Write out each record again exactly as it stands.

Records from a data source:

====

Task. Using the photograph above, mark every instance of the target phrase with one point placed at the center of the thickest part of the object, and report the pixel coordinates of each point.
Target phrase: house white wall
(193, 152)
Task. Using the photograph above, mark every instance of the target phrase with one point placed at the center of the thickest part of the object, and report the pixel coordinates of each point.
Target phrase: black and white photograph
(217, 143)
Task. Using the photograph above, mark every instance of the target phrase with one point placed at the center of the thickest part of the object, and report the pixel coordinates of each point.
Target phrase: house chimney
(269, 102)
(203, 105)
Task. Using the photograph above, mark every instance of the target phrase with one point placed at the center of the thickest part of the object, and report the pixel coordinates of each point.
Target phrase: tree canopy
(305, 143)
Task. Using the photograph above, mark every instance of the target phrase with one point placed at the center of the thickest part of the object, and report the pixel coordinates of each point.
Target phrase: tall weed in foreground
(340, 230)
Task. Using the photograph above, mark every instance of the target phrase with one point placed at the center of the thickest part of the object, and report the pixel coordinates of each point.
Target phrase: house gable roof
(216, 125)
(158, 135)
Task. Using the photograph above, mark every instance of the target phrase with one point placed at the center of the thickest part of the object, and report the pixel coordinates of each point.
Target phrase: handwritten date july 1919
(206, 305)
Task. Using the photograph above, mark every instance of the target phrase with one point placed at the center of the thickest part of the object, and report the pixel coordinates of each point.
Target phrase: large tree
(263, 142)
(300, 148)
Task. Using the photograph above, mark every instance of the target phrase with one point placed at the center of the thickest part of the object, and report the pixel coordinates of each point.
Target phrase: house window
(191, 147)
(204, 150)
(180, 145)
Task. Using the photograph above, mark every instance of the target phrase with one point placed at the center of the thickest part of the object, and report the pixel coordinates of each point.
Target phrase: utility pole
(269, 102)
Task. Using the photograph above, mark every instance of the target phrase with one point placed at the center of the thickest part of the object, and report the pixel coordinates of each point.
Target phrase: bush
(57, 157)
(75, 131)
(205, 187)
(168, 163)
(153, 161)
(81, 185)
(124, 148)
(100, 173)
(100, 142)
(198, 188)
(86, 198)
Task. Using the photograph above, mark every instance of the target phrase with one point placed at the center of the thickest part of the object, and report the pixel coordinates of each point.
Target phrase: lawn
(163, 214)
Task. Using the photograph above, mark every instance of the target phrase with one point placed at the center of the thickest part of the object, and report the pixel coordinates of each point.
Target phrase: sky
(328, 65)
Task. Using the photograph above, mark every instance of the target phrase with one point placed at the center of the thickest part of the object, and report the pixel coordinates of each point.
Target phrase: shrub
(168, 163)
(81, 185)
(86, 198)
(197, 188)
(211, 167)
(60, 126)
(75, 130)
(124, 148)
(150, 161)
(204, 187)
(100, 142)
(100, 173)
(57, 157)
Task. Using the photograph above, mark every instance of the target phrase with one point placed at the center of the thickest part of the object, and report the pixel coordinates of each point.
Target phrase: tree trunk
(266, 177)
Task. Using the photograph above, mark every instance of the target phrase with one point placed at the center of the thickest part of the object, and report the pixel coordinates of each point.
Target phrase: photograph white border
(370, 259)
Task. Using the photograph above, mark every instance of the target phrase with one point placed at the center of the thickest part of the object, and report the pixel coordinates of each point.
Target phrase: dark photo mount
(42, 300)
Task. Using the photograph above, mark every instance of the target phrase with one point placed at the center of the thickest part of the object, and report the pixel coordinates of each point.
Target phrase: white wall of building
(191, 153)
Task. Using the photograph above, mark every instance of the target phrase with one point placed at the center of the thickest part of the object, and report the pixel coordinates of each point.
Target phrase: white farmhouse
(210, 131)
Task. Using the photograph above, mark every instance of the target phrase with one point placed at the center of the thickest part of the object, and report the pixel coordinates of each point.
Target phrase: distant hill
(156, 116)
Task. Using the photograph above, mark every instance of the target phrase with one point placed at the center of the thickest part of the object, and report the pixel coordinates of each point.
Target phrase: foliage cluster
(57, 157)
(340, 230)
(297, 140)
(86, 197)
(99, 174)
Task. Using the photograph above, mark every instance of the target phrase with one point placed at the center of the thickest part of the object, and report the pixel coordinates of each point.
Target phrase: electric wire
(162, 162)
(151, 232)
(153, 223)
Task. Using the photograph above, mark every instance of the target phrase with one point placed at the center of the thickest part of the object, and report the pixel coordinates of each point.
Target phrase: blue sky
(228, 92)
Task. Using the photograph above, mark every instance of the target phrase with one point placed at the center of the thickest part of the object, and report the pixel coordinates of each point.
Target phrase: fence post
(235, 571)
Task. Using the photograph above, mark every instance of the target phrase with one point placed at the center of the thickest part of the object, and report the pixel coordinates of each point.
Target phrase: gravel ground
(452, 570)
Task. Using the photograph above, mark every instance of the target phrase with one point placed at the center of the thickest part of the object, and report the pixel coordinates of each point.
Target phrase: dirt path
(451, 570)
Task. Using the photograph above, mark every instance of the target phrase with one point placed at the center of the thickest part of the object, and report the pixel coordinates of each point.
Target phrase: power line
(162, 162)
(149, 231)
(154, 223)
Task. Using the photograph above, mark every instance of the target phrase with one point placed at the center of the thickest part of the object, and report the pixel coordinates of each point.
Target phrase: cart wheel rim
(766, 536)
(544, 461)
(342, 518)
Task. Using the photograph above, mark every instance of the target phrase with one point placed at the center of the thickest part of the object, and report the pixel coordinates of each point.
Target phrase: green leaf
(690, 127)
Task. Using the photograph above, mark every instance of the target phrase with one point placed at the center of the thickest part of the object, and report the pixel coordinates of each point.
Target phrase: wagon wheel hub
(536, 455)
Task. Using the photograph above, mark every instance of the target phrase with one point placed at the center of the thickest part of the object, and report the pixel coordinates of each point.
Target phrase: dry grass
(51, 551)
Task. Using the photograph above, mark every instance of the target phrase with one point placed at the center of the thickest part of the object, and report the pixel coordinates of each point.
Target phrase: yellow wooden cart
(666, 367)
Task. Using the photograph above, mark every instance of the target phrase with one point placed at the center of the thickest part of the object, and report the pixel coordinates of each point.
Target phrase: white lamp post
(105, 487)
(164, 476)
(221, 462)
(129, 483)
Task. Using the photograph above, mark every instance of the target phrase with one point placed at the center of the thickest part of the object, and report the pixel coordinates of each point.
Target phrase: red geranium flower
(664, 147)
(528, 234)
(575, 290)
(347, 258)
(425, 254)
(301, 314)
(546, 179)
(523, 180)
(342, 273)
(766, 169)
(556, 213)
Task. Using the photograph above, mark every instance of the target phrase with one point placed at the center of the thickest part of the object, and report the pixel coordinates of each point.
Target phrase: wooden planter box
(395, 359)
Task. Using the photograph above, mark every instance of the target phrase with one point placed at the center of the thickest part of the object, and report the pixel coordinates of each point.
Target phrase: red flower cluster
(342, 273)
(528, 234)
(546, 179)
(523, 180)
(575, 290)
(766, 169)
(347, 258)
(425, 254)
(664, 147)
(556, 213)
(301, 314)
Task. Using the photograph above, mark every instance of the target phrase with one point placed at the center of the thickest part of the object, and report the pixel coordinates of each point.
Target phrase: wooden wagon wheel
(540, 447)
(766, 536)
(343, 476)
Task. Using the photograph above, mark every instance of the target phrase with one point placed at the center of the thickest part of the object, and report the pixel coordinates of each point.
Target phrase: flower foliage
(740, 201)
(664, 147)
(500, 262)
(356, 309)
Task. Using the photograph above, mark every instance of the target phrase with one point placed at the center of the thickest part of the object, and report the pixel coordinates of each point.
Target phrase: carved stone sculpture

====

### [YOUR SOLUTION]
Task. Using the photograph above, mark every instance of the target phrase with one point placed at the center of the thickest part of the object, and report the pixel coordinates of each point.
Target phrase: house white wall
(193, 152)
Task. Using the photograph above, mark every instance of the target phrase with one point placed at the center of the thickest part of the object, and report the pixel coordinates of each point.
Target phrase: black and white photograph
(217, 143)
Task. Using the photograph above, mark every instance of the target phrase with one point placed at the center of the thickest part of the object, and report the pixel coordinates of each point.
Target phrase: house chimney
(269, 102)
(203, 105)
Task. Using the photograph above, mark every instance of the target phrase with one point placed at the center of the thickest part of the object, and report the pixel coordinates of each point.
Target phrase: tree canopy
(305, 143)
Task. Using the photograph above, mark every instance of the target phrase with one point placed at the center of the thickest part of the object, and report the pixel coordinates of each point.
Target phrase: tall weed in foreground
(340, 230)
Task. Using the photograph above, mark every instance of the target phrase with one point placed at the center of the thickest part of the object, and report the pixel coordinates of each point.
Target phrase: house gable roof
(216, 125)
(158, 135)
Task. Using the photograph above, mark every instance of the target phrase with one point placed at the center of the thickest part of the object, and report the pixel coordinates of each point.
Target phrase: handwritten date july 1919
(206, 305)
Task. Using the photograph above, mark every instance of the target phrase with one point placed at the center of the thickest part of the object, and report the pixel coordinates of each point.
Target phrase: large tree
(263, 142)
(300, 148)
Task. Using the photograph above, mark every instance of the target phrase with one point placed at the center of the thickest part of the object, and report the pixel coordinates of each point.
Target phrase: house window
(191, 147)
(204, 150)
(180, 145)
Task. Using the photograph above, mark every instance of the target phrase with one point placed at the center of the thickest part of the object, and report the pixel coordinates of each point.
Target phrase: utility pole
(269, 102)
Task. Using the photograph above, mark every instance of the target phrase with one point placed at the center of the thickest part of the object, and report the pixel coordinates of each point.
Target phrase: bush
(57, 157)
(75, 131)
(205, 187)
(168, 163)
(153, 161)
(81, 185)
(124, 148)
(100, 173)
(100, 142)
(198, 188)
(86, 198)
Task. Using the photograph above, mark every instance of the target phrase with one point placed at the center of the thickest part of the object, and report the pixel coordinates of each point.
Target phrase: lawn
(163, 214)
Task. Using the photograph above, mark every instance of the target phrase with one point placed at the center of the thickest part of the object, and report the pixel coordinates of each point.
Target phrase: sky
(328, 65)
Task. Using the photograph above, mark every instance of the target phrase with one point placed at the center of the thickest part of the object, and report the pixel coordinates of each point.
Target phrase: shrub
(168, 163)
(81, 185)
(86, 198)
(197, 188)
(211, 167)
(60, 126)
(75, 130)
(124, 148)
(150, 161)
(204, 187)
(100, 142)
(100, 173)
(57, 157)
Task. Using the photograph above, mark every instance of the target phrase with one point placed at the center of the thickest part of the object, and report the pixel coordinates of each point.
Target phrase: tree trunk
(266, 177)
Task. Using the photograph above, mark every instance of the target phrase with one point placed at the center of the thickest part of the object, and report the pixel coordinates of each point.
Target phrase: photograph white border
(370, 259)
Task. Using the photograph above, mark every instance of the target phrase with one point placed at the center of the thickest part of the object, and report the pixel coordinates of each point.
Target phrase: dark photo mount
(42, 300)
Task. Using the photograph above, mark every instance of the target phrase with one point placed at the center of the thickest part of the object, and report the pixel coordinates of each point.
Target phrase: white wall of building
(191, 153)
Task. Using the photograph above, mark every instance of the target phrase with one point placed at the center of the thickest part of the object, and report the pixel coordinates of each point.
Target phrase: white farmhouse
(210, 131)
Task. Using the photograph above, mark every instance of the target phrase with one point placed at the center of the thickest part of the object, and report the pixel coordinates of each point.
Target phrase: distant hill
(156, 116)
Task. Using the photograph above, mark every instance of the target phrase with one point placed at the center of the thickest part of the object, and report the pixel coordinates of each point.
Target phrase: foliage cluster
(57, 157)
(340, 230)
(297, 140)
(86, 197)
(99, 174)
Task. Using the photograph above, mark every instance of the target phrase with one point placed at the center of the thickest part of the object, and report the pixel coordinates of each point.
Target phrase: electric wire
(162, 162)
(151, 232)
(153, 223)
Task. Using the photograph above, mark every instance of the target phrase with one point placed at the center of the thickest part of the object, and report the pixel coordinates of each point.
Target phrase: blue sky
(228, 92)
Task. Using the photograph above, mark every instance of the target phrase with one point placed at the center of the thickest part of the object, and report the pixel coordinates of each point.
Target phrase: fence post
(235, 571)
Task. Using the photograph above, mark every instance of the target phrase with one point placed at the center of the thickest part of the object, and report the pixel coordinates of each point.
Target phrase: gravel ground
(452, 570)
Task. Using the photograph above, mark every instance of the target phrase with one point placed at the center of the thickest part of the object, and report the pixel coordinates of each point.
Target phrase: dirt path
(451, 570)
Task. Using the photograph above, mark every instance of the target phrase with one point placed at the center of the thickest part of the object, and report the pixel coordinates of each point.
Target phrase: power line
(162, 162)
(149, 231)
(154, 223)
Task. Using the photograph above, mark every instance of the target phrase with one point placed at the center of the thickest part of the object, and report the pixel coordinates of each point.
Target phrase: cart wheel rim
(766, 536)
(544, 461)
(342, 518)
Task. Using the photograph above, mark every instance of the target phrase with one point placed at the center of the thickest part of the object, and report the pixel coordinates of each point.
Target phrase: green leaf
(690, 127)
Task. Using the photograph above, mark every instance of the target phrase with one point placed at the center of the thickest part of the object, and report the pixel coordinates of each point.
Target phrase: wagon wheel hub
(536, 455)
Task. Using the photograph above, mark every instance of the target phrase with one point placed at the center of the thickest part of the object, and report the pixel coordinates of each point.
Target phrase: dry grass
(51, 551)
Task. Using the photograph above, mark every instance of the target phrase with one point placed at the center of the thickest part of the object, and report the pixel coordinates of each point.
Target phrase: yellow wooden cart
(666, 367)
Task. Using the photograph above, mark every instance of the target phrase with one point placed at the center of the thickest part of the object, and report the pixel coordinates of each point.
Target phrase: white lamp post
(105, 487)
(164, 476)
(221, 462)
(129, 483)
Task. Using the photograph above, mark every instance of the target phrase with one point placed at the center of the thickest part of the object, and report the pixel coordinates of each point.
Target phrase: red geranium flower
(664, 147)
(528, 234)
(575, 290)
(347, 258)
(425, 254)
(301, 314)
(546, 179)
(523, 180)
(342, 273)
(766, 169)
(556, 213)
Task. Using the photograph above, mark every instance of the target phrase with one point placed at the center of the thickest part of the object, and report the pixel coordinates of each point.
Target phrase: wooden planter box
(395, 359)
Task. Using the photograph above, mark every instance of the target phrase with one point placed at the center of the thickest part of the object, and report the pixel coordinates of each point.
Target phrase: red flower cluster
(342, 273)
(528, 234)
(546, 179)
(523, 180)
(575, 290)
(766, 169)
(347, 258)
(425, 254)
(664, 147)
(556, 213)
(301, 314)
Task. Using the photograph above, mark every instance of the target phrase with one point placed at the center of the thickest part of the object, and report the pixel coordinates of each point.
Target phrase: wooden wagon wheel
(540, 447)
(766, 536)
(343, 476)
Task. Using the photograph above, mark every instance of the target phrase with one point placed at the center of the thickest part of the object, and report the pixel coordinates of each point.
Target phrase: flower foliage
(740, 201)
(664, 147)
(500, 262)
(356, 309)
Task. Using the photograph above, mark every instance of the target phrase with one point placed at the center of the thickest part of the object, and report the pixel coordinates of each point.
Target phrase: carved stone sculpture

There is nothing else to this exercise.